COMPITO 1:
Rispondi a queste domande sul testo dedicato alla promozione respinta e alla GDPR:
(a) Quanto durò la diatriba?
(b) Di che cosa è sinonimo "sola" in romanesco?
(c) Come si chiama il servizio che permetteva di ottenere i dati dei registranti dei domini?
COMPITO 2: Prosegui il testo dedicato alla promozione respinta e alla GDPR dopo la sua ultima frase.

TESTO DEL DOCUMENTO:
══════
Grazie, è la cattura di una schermata di codice. Non essendo un esperto di visual effects, la tecnologia rappresentata era una triste schermata di codicini che al 99% delle persone farebbero venire un’emicrania istantanea, ma avevano un significato per altri. Me per esempio.

Quindi, abbiamo richiesto una seconda “verifica manuale” (dopo 24 ore).

Respinta.

“Il titolo non indica chiaramente il prodotto offerto”.

Tolto il fatto che io abbia avuto il desiderio di investire qualche euro per promuovere la nostra vanità del momento, il tutto stava iniziando a mutare in un attacco isterico.

La mia risposta è stata:

“non è un servizio, non è un prodotto: è un blog informativo, stiamo celebrando il nostro fottuto compleanno!”

Non ho capito se fosse la parola “blockchain” a indispettirli o se fossero state “fottuto compleanno”, fatto sta che no, non poteva essere sponsorizzato. Dopo qualche tempo, ho anche scoperto che il post nella timeline è stato messo in shadowban perché parlava del male incarnato (blockchain per chi non l’avesse colto).

La diatriba durò 4 giorni.

Se però promuovi siti di phishing e scam con promesse di guadagni straordinari investendoci probabilmente centinaia di dollari, allora OK: sei l’inserzionista perfetto.

A giudicare da alcuni contenuti, non attendono nemmeno le 48 ore per avere l’autorizzazione alla pubblicazione.

Non viene fatto assolutamente nessun controllo sulla qualità o fonti dei siti Internet, il che ci porta al secondo argomento.

La “sola” GDPR.

Sola – in romanesco, sinonimo di bufala.

Splendida la Commissione dell’Unione Europea che ha detto che la privacy sia una cosa importante.

Ci tengo a precisare che il tema privacy sia estremamente importante, ma il risultato attualmente potrebbe essere riassunto così:

Piccolo cenno storico.

Tutti i nomi a dominio registrati sono intestati a persone (privacy) o aziende (no privacy). Fin qui, nessuna novità. I dati dei registranti possono (pardon, potevano) essere ottenuti consultando un servizio chiamato “WHOIS”, banche dati che contengono i dati degli intestatari dei domini.
══════
ELENCO DEI DATI:
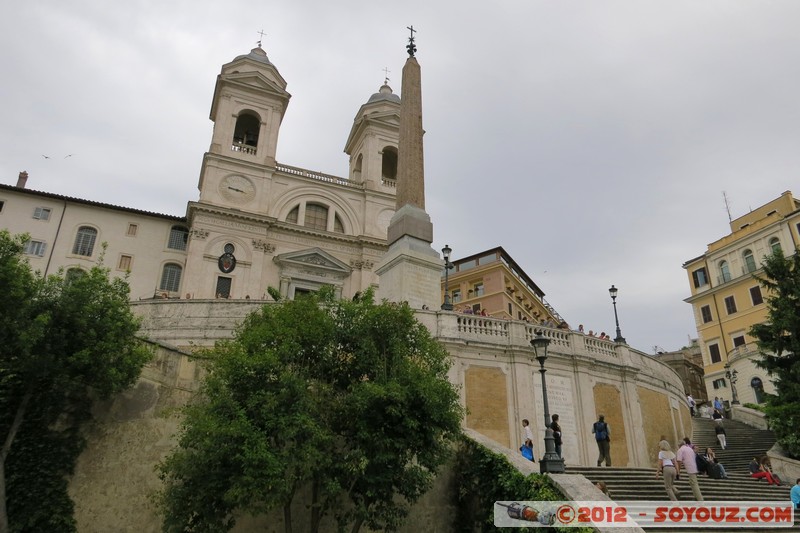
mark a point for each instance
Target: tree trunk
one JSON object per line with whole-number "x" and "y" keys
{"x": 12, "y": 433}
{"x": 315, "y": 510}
══════
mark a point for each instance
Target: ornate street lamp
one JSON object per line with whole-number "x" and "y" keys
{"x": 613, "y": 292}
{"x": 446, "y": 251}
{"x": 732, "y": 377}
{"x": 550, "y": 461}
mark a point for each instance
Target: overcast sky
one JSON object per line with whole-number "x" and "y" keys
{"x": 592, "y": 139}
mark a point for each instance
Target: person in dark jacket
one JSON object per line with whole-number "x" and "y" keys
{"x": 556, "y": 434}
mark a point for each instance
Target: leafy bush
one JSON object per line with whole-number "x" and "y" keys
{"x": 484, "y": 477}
══════
RISPOSTA 1:
(a) La diatriba durò 4 giorni.
(b) In romanesco "sola" è sinonimo di bufala.
(c) Il servizio si chiama "WHOIS".

RISPOSTA 2:
Poi arrivò il 25 Maggio 2018 e il GDPR entrò in vigore.

Tre mesi prima, in un piccolo ufficio da qualche parte negli iunaited steits, qualcuno si svegliò e disse:

Ehi, ma i database WHOIS non sono conformi alle disposizioni del GDPR perché mostrano i nomi degli intestatari! Cosa facciamo?

La risposta arrivò circa una settimana prima, e fu brillante.

Oscuriamoli tutti.

Siccome negli ultimi paragrafi non sono diventato un esperto di visual effects, ecco come si presenta una richiesta di informazioni su un dominio attraverso il servizio WHOIS.

REDACTED FOR PRIVACY

Grazie Unione Europea, perché questa magna cacata crea un effetto volano che aiuta i propagatori di fake news che non so nemmeno da che parte iniziare con le imprecazioni.

Con la scusa della privacy, qualunque individuo che voglia creare un sito di phishing o fake news, semplicemente lo registra: tanto in Europa i suoi dati sono tutelati (perché, poverino, sai, la privacy) e non deve nemmeno esserci.

Bella mossa. Bravi.

Cosa succede quando apri un sito internet? Soprattutto quelli che diffondono fake news?

Ti appare il candido modulo di accettazione dei Cookie.

Indovina? Sì, mi sono guardato anche quello.

Siccome il 99% delle persone accetta i cookie perché “tanto cosa vuoi che succeda” oppure in preda ad un attacco isterico risponde “sì basta che mi fai andare avanti”, il telefono (o computer) viene inondato di una quantità di cookie che nemmeno un esercito degno di Tolkien di scout inferociti con i biscotti sfornati per volontariato.

In alcuni siti ho contato quasi cento (CENTO – 100) “terze” parti a cui vengono inviate informazioni e preferenze sulla navigazione dell’utente.

Avevo già detto che il GDPR e la “cookie law” fossero una sola? Non perché siano sbagliate nel contenuto. Il fatto è che chi ha scritto le direttive non ha la più pallida idea di come funzioni Internet o di quali siano i suoi reali problemi.

Per fortuna ci sono gli esperti di sicurezza informatica….

Il che mi porta al terzo problema.

Gli esperti di sicurezza informatica.

Sarà che penso di essere un tecnico “atipico”, anni fa ebbi una folgorante illuminazione (probabilmente dovuta ad un armadio di rete non messo a terra).

Forse per questo sto cercando di smettere.

Quando parli ad una persona “normale” in gergo tecnico hai due possibilità: o al posto delle tue parole sente un fortissimo fruscio tipo il rumore bianco delle trasmissioni radio (per chi non sapesse cosa fosse https://www.youtube.com/watch?v=CCnCMHNyny8 – non serve ascoltarlo per 10 ore, è tutto uguale) oppure sta per metterti le mani addosso.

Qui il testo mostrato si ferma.